> Aim of the task
Where a line of the records holds the string "rings", copy that line.

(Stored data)
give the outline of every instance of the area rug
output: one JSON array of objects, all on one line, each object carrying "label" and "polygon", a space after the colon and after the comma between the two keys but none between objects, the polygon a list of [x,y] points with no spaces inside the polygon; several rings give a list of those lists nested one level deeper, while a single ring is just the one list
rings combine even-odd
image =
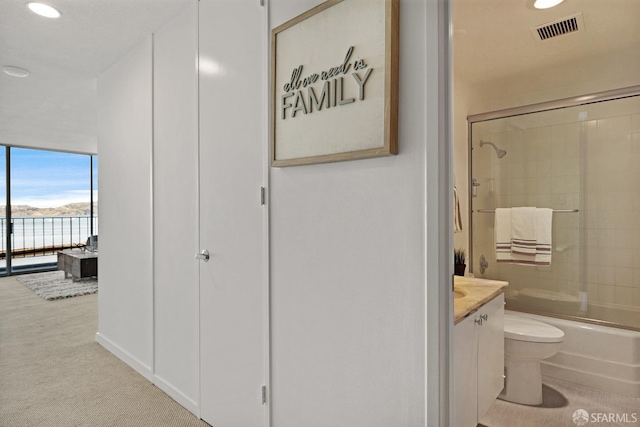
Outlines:
[{"label": "area rug", "polygon": [[69,276],[64,278],[64,271],[25,274],[17,277],[18,281],[31,289],[41,298],[52,301],[71,298],[98,292],[98,279],[95,277],[80,279],[74,282]]}]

> Your response
output: one JSON array of objects, all on one line, each object carrying "label" and "polygon", a space after the colon and after the comma between the two keys but none between objects, the polygon a list of [x,y] points with no spaces inside the polygon; several rings give a list of those lists nested one level deeper, while a single ring is just the one list
rings combine even-odd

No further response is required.